## Reading text
========

Rather than dealing with the problem itself, Walker said, "everyone is busy trying to fix the responsibility for its solution on someone else." And while the nation has demonstrated its willingness to protect itself from military aggression, it has not shown a desire to protect itself from "ideoligical aggression."
Walker then listed the six major problems facing education. The first of these, he claimed, was the need to devise "graduated, flexible" educational programs to educate students on different levels: artisans, scientific aides, ordinary engineers and scientists and creative scholars."
Secondly, he called for "some bold, basic research" to determine how superior teaching can be extended to an increased number of qualified students. Next, he said, the U.S. must re-examine its aims and methods, noting that the present process of analysis and dissection is "not creative," but merely "an excellent method of producing cultural and scientific caretakers."

========

## Stored rows
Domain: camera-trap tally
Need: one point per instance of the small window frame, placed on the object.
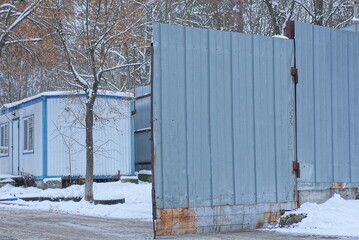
(28, 133)
(6, 139)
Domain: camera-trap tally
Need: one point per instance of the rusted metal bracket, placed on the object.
(289, 29)
(294, 73)
(296, 168)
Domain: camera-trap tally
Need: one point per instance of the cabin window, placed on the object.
(4, 139)
(29, 134)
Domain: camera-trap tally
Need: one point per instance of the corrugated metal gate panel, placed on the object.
(327, 101)
(142, 128)
(223, 106)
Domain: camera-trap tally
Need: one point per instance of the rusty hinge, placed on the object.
(296, 168)
(294, 73)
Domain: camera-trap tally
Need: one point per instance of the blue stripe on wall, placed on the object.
(132, 137)
(44, 136)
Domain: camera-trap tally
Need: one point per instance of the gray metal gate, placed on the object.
(223, 130)
(328, 113)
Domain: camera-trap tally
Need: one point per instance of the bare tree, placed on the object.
(92, 35)
(10, 19)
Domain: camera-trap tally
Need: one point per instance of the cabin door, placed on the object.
(15, 147)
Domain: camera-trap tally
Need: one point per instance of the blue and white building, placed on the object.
(44, 135)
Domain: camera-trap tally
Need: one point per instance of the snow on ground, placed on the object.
(335, 217)
(137, 200)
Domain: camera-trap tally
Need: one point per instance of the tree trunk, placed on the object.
(319, 10)
(238, 16)
(89, 151)
(273, 16)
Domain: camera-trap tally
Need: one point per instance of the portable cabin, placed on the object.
(44, 135)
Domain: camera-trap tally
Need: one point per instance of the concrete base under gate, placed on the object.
(321, 192)
(219, 218)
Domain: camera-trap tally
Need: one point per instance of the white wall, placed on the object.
(32, 162)
(66, 136)
(5, 161)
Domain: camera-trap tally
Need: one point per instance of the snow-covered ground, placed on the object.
(335, 217)
(137, 198)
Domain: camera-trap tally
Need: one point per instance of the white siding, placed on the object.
(30, 163)
(5, 161)
(66, 137)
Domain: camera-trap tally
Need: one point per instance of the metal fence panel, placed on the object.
(327, 100)
(223, 111)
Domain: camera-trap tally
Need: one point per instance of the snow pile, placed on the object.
(137, 197)
(335, 217)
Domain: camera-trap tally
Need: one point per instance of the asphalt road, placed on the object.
(40, 225)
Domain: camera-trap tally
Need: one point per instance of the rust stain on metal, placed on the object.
(176, 222)
(338, 185)
(269, 216)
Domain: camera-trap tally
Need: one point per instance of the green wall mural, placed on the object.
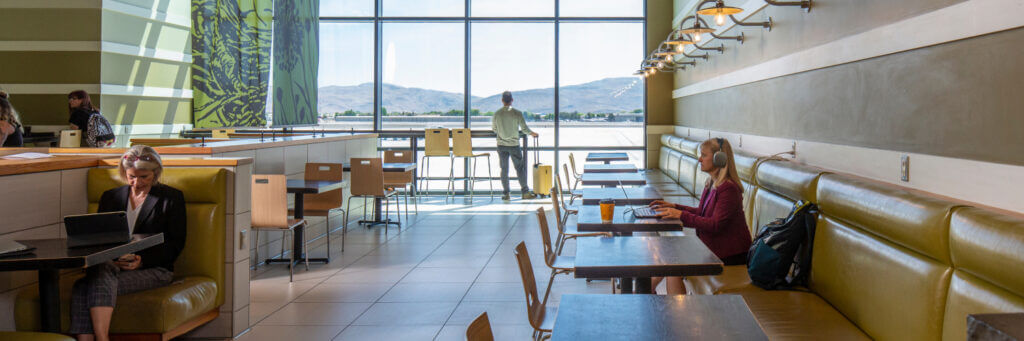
(295, 54)
(230, 61)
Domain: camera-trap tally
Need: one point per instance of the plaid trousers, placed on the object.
(102, 284)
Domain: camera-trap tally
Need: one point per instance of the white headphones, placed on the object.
(720, 160)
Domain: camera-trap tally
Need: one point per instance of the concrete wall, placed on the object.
(863, 83)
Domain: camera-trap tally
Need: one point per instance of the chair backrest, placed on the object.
(324, 172)
(462, 142)
(398, 157)
(368, 176)
(535, 308)
(556, 195)
(436, 142)
(572, 162)
(549, 252)
(269, 201)
(479, 330)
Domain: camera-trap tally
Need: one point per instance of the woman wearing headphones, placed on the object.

========

## What you will do
1. Answer the following questions using the report on Walker's education speech, marking each answer (a), (b), or (c) to match.
(a) Instead of dealing with the problem itself, what does Walker say everyone is busy trying to do?
(b) How many major problems facing education did Walker list?
(c) What did Walker call for as the second of these problems?
2. According to the report on Walker's education speech, why did Walker say the U.S. must re-examine its aims and methods? Answer in one to three sentences.
3. Continue the report on Walker's education speech from the point where it ends.

## Answers in order
1.
(a) Everyone is busy trying to fix the responsibility for the problem's solution on someone else.
(b) Six.
(c) He called for "some bold, basic research" to determine how superior teaching can be extended to an increased number of qualified students.

2. Walker said the present process of analysis and dissection is "not creative." Instead, he described it as merely "an excellent method of producing cultural and scientific caretakers."

3.
In addition to better training, this nation needs better methods for early identification of student talent. Walker suggested a nation-wide system of pre-college qualifying exams, one in ninth grade and a second in the twelfth. His fifth point called for a change in the attitude toward scholarship held by both students and adults. The educator closed with a plea for more funds to be channeled into education.
Following President Walker's speech two scientists gave ten minute commentaries. The first was Gerald Holton, associate professor of Physics. Dael Wolfle, the second commentator, is an executive officer of the American Association for the Advancement of Science.